═══ Dataset records ═══
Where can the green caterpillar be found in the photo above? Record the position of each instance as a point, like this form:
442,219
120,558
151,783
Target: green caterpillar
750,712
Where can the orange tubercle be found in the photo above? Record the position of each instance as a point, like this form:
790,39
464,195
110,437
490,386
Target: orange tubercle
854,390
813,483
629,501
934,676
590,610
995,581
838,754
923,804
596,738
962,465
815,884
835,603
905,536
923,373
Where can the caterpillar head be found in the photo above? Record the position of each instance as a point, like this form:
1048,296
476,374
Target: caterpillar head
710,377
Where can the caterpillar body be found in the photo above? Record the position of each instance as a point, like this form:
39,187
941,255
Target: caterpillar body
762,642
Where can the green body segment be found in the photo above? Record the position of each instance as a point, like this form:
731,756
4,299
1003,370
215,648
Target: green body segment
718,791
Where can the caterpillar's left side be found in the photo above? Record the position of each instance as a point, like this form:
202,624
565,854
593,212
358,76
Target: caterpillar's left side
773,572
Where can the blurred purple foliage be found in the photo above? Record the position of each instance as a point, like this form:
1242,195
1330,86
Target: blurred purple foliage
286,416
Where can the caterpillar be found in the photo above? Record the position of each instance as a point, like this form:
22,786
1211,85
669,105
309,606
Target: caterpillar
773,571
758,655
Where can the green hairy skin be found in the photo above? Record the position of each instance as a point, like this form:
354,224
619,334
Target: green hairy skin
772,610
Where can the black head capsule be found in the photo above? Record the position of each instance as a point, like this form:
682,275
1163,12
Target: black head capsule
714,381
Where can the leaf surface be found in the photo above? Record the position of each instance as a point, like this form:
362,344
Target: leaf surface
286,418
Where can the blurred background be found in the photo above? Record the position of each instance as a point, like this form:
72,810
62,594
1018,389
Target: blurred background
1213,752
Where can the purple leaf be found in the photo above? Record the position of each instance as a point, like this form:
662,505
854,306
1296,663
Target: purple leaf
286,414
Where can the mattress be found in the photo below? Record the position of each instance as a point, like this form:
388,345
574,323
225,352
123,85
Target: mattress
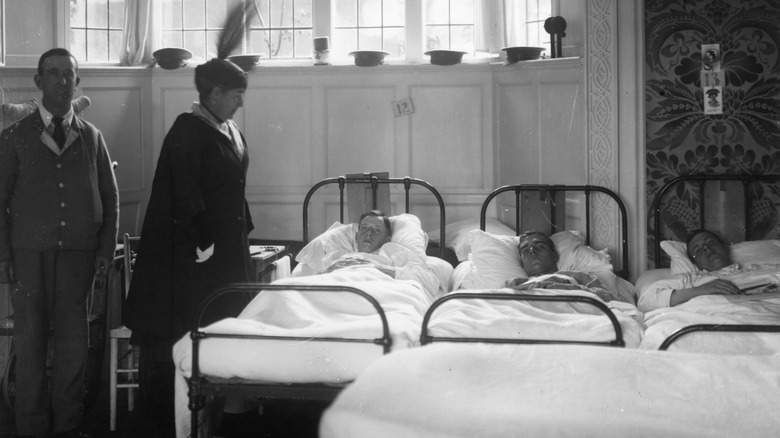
459,390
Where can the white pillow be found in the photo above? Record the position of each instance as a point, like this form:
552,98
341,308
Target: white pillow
340,239
745,253
458,238
574,255
496,258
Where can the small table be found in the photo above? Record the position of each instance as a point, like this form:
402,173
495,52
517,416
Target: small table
263,258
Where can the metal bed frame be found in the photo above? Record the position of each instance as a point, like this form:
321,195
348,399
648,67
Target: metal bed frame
701,180
555,225
201,385
426,338
374,182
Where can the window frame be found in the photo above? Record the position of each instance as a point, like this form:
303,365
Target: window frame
322,21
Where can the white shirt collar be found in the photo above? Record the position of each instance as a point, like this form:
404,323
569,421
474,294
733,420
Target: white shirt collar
46,116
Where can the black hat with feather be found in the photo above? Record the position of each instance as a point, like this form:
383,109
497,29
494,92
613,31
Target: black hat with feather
219,71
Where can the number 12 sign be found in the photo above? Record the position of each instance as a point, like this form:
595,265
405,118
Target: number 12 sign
403,107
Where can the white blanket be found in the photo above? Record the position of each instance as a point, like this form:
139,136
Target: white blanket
536,320
476,390
317,314
717,309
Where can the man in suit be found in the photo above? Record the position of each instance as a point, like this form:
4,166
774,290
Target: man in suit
59,212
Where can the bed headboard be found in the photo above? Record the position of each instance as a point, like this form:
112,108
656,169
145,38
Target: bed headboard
589,209
738,207
374,182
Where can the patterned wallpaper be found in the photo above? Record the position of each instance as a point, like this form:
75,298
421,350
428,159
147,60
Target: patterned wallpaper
681,139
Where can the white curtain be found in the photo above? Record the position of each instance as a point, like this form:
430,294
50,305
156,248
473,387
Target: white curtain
502,24
136,41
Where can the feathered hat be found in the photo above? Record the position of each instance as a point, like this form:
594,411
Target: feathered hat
219,71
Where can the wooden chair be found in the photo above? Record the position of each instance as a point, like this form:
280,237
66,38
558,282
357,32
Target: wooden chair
127,356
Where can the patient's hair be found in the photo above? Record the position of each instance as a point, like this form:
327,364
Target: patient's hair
530,233
695,233
379,214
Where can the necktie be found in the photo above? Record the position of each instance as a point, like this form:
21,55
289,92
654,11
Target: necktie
59,132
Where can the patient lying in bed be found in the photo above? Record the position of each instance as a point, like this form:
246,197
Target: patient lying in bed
539,258
715,274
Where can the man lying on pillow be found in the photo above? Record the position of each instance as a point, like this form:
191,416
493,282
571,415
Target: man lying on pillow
717,275
539,259
374,248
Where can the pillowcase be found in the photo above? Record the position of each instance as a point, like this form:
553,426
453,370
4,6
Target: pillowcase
496,258
339,239
745,253
458,238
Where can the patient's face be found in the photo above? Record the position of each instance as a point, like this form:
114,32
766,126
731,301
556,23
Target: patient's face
708,252
372,234
537,256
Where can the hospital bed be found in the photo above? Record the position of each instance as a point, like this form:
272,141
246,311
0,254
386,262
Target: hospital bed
490,386
574,216
306,337
740,208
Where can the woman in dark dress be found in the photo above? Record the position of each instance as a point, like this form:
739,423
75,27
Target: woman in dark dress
195,232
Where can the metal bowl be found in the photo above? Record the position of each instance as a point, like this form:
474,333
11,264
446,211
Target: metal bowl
445,57
247,61
515,54
369,58
171,58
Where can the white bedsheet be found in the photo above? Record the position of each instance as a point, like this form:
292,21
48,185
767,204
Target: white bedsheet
717,309
534,319
291,313
476,390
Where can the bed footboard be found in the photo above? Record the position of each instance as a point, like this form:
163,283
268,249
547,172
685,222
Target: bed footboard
201,385
426,338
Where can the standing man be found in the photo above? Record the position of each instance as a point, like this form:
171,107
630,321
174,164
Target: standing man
58,226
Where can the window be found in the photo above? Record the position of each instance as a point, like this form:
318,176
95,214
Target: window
286,28
450,24
370,25
96,29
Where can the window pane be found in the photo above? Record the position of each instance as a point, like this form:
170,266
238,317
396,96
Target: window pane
462,11
281,44
78,13
171,15
370,13
281,13
394,42
346,13
114,45
344,41
97,14
97,46
437,37
216,12
78,43
369,39
195,42
171,39
394,13
462,38
303,13
116,14
194,14
260,43
304,44
437,12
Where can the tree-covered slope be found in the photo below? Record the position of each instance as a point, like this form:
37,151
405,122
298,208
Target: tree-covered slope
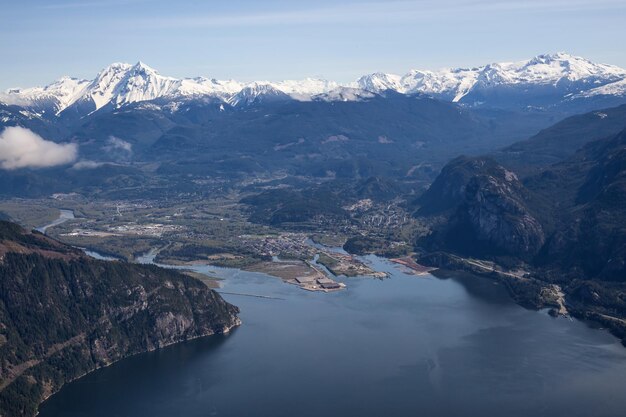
63,314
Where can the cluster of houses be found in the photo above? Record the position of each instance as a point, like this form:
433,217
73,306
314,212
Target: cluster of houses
323,283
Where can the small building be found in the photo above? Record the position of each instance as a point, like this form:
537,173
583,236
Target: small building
305,280
330,286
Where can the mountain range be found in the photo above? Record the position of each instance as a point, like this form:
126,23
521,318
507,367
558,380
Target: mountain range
543,81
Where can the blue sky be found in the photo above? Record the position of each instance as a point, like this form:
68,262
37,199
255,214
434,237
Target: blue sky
274,40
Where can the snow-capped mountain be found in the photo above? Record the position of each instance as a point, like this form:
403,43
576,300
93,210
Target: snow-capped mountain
541,81
559,72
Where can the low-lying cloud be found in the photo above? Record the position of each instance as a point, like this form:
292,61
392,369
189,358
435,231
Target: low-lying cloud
114,143
22,148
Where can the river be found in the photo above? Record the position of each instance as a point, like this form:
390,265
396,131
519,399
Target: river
403,346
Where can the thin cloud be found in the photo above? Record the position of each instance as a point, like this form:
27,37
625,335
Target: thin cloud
22,148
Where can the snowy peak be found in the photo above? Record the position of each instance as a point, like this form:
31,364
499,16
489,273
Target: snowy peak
562,72
542,80
257,93
379,82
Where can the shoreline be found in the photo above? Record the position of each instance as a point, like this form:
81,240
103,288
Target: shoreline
224,332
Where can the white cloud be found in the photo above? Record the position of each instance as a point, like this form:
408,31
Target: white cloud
114,143
87,164
22,148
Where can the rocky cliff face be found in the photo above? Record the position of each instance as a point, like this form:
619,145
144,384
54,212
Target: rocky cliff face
63,314
487,211
495,210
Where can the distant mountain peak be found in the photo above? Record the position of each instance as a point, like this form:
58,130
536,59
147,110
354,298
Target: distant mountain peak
542,80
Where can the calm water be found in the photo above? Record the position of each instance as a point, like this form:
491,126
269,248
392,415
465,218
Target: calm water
405,346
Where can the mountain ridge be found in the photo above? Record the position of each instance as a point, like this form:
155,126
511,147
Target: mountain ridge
550,77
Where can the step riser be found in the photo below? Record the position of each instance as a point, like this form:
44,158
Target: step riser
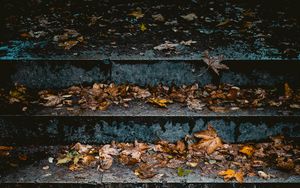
59,74
19,130
158,185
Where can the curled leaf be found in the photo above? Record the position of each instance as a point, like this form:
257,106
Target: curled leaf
232,174
160,102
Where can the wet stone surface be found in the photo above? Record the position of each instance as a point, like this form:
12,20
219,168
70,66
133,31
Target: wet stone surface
249,30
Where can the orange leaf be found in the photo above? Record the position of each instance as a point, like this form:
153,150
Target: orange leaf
210,140
248,150
232,174
160,102
288,92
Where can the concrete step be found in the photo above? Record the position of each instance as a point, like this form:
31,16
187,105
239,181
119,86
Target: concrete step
144,122
240,30
30,173
61,74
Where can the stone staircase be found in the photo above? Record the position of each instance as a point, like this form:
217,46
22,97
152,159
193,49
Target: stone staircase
264,54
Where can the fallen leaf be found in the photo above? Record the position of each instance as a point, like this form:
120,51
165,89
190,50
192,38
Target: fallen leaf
248,150
232,174
295,106
285,163
137,14
67,45
195,104
160,102
188,42
158,17
23,157
183,172
209,140
214,62
166,46
190,17
145,171
288,92
224,23
143,27
218,109
52,100
263,175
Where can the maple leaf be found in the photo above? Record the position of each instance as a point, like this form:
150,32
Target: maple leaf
210,140
214,62
232,174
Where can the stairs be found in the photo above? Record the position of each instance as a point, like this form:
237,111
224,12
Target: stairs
261,48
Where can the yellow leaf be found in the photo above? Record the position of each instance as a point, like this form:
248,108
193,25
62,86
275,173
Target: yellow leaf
227,21
137,14
210,140
160,102
232,174
248,150
288,92
143,27
64,160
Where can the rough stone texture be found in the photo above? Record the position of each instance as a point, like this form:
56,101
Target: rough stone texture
22,130
165,72
53,74
32,175
59,74
256,132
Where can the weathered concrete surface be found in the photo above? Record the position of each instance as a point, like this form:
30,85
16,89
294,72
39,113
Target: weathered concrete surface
143,122
257,30
32,174
29,51
59,74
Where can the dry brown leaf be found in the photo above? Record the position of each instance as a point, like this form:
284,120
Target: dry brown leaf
263,175
137,14
52,100
288,92
166,46
104,105
209,140
158,17
67,45
195,104
180,146
285,163
214,62
145,171
232,174
140,93
218,109
224,23
190,17
247,150
160,102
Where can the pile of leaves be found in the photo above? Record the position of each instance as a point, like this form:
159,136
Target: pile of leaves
204,151
222,98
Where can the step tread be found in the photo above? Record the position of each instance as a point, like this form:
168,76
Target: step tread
268,37
117,174
142,109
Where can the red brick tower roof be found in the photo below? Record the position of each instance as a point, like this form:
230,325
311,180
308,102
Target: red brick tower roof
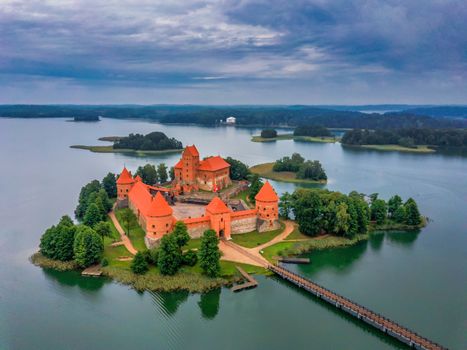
213,164
217,206
125,178
192,150
159,206
267,194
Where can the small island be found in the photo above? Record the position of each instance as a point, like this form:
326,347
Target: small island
292,169
418,140
301,133
152,143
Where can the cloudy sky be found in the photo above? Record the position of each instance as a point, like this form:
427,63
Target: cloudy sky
233,52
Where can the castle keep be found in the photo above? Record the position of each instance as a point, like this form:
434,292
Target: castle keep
157,217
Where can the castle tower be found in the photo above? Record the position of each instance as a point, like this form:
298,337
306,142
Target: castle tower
219,214
159,219
267,206
186,169
124,184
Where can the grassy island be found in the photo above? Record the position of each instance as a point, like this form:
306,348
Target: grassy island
266,170
279,137
152,143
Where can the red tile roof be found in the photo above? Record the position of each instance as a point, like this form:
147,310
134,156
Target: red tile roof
213,164
192,150
267,194
159,206
179,165
217,206
125,178
146,204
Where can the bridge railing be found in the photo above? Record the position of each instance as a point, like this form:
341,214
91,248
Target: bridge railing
336,296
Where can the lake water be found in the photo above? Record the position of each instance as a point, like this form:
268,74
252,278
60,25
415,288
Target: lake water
417,279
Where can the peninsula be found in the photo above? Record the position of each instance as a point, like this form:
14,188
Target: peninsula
152,143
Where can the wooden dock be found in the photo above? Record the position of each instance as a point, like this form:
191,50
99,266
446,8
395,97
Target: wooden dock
92,271
378,321
251,282
292,260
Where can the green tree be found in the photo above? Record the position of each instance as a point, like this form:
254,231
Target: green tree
139,265
209,254
399,215
342,219
170,256
109,183
181,233
103,229
412,215
255,186
393,204
238,170
88,246
379,211
162,172
84,198
148,174
285,205
93,215
308,210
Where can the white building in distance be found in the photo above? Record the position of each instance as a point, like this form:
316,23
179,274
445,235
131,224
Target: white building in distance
231,120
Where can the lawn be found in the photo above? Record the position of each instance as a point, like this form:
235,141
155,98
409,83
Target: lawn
136,232
296,234
265,170
255,238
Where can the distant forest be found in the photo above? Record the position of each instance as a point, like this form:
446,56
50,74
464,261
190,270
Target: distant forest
273,116
154,141
409,137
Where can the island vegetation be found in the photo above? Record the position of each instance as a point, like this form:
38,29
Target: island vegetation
155,142
406,139
178,263
307,133
326,219
292,169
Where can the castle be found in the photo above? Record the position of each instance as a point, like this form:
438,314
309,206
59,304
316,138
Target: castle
191,174
157,217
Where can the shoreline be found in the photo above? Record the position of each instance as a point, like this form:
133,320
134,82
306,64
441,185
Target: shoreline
110,149
279,137
265,170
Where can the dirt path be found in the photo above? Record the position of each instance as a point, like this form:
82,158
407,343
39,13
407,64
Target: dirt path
126,241
234,252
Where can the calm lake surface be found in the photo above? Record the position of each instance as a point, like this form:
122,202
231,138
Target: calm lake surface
417,279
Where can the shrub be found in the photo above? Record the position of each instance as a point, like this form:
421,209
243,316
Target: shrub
190,258
139,265
88,246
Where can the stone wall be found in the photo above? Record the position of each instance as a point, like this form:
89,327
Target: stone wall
243,223
267,225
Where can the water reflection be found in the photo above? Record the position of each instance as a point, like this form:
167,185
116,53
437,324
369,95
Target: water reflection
74,278
209,303
168,303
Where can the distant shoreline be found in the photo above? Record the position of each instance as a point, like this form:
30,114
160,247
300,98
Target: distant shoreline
110,149
265,170
319,139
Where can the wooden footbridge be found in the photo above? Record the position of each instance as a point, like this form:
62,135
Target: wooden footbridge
362,313
374,319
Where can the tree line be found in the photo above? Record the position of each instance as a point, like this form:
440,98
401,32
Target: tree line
310,169
321,211
83,243
169,257
154,141
407,137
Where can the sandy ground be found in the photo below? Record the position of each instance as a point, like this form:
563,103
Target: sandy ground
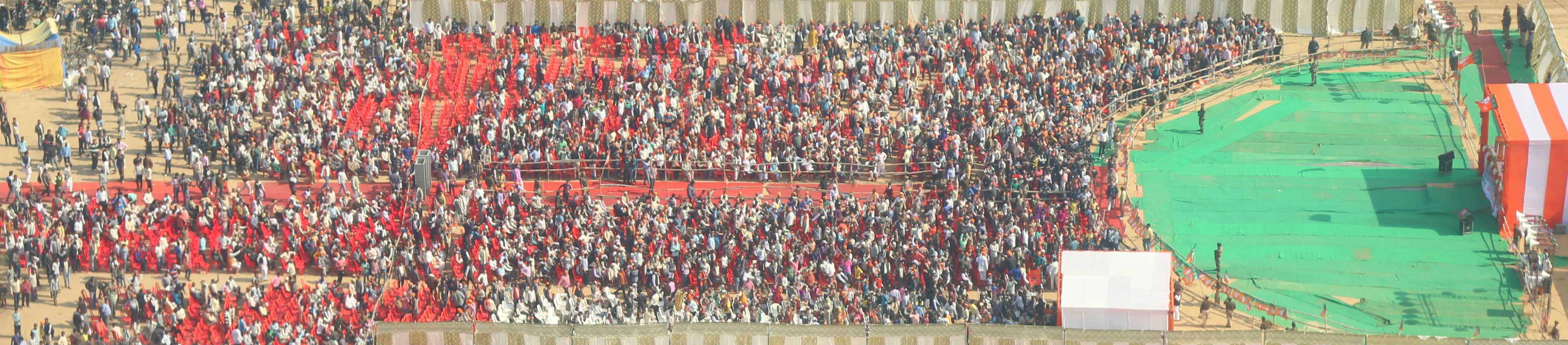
1191,313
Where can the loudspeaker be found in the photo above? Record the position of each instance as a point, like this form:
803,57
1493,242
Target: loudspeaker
423,161
1446,164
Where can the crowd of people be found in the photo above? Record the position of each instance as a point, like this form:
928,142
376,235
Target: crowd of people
984,134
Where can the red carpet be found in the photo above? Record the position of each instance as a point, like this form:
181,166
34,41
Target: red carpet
1492,68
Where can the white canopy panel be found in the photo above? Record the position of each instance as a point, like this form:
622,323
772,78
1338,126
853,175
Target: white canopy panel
1117,289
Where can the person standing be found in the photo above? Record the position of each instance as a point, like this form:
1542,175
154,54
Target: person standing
1508,52
1313,69
1312,49
1522,21
1203,113
1203,310
1230,311
1219,250
1475,19
1508,19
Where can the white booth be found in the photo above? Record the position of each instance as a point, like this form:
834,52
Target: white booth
1117,291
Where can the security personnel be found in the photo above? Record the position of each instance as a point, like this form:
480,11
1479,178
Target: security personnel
1203,113
1315,74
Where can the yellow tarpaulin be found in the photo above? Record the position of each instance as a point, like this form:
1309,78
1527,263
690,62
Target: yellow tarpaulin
32,69
34,37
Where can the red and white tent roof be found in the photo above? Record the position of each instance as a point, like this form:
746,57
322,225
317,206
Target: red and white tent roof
1533,139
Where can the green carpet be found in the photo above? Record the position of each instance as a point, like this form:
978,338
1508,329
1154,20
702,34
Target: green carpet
1334,192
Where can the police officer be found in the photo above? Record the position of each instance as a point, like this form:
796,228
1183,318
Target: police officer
1315,73
1203,113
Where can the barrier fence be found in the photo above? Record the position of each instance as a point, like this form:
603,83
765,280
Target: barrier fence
1318,18
863,335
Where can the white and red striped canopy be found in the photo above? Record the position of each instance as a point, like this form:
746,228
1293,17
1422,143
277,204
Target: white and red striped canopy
1533,139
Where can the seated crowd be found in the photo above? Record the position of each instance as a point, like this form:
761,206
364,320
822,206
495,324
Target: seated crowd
989,132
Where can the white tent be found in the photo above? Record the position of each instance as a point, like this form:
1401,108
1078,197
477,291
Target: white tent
1117,289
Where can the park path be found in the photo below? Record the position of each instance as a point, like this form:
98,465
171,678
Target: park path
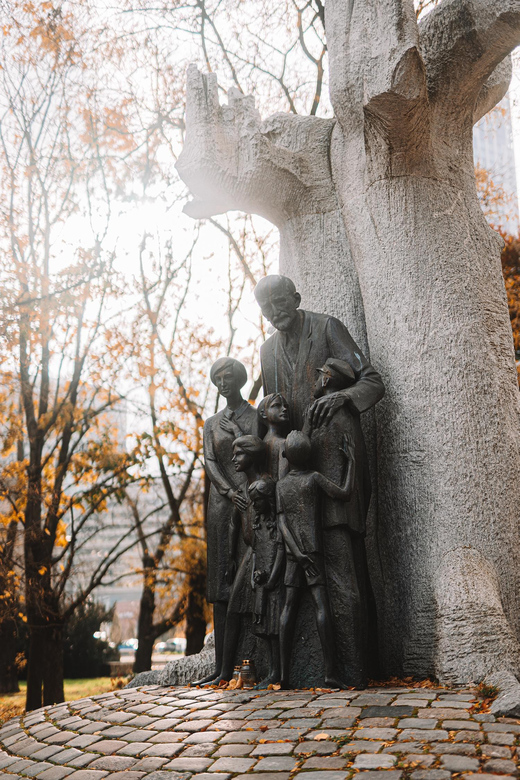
═══
> _Required work_:
Copy out, word for word, the lines of the listing from the one containing "Where can the police" through the end of the listing, and leave the pictures out.

> _Answer_:
Where can the police officer be found in the photo above? Record the position of each instance as a point, like this form:
796,228
1183,318
Target: police officer
1315,73
1203,113
Where can the barrier fence be found in the photo above? Record the position of each instance as a point, like this form:
603,83
765,280
Target: barrier fence
1318,18
863,335
Where can the white and red striped canopy be found in the photo above? Record the position of each instance as a point, like this form:
746,228
1293,17
1422,143
277,204
Target: white and red striped canopy
1533,139
Where can the seated crowd be found in the photo above? Record the position of each instance as a point, like this form:
761,206
364,320
822,206
495,324
Target: seated crowd
989,132
Where can the white tent be found in the photo above? Record the position of each instance as a point, like this form:
1401,108
1078,197
477,291
Target: white tent
1117,289
Where can the park path be found in the photo below? Record the position of each instance as a point, like this form:
98,465
171,678
Target: park path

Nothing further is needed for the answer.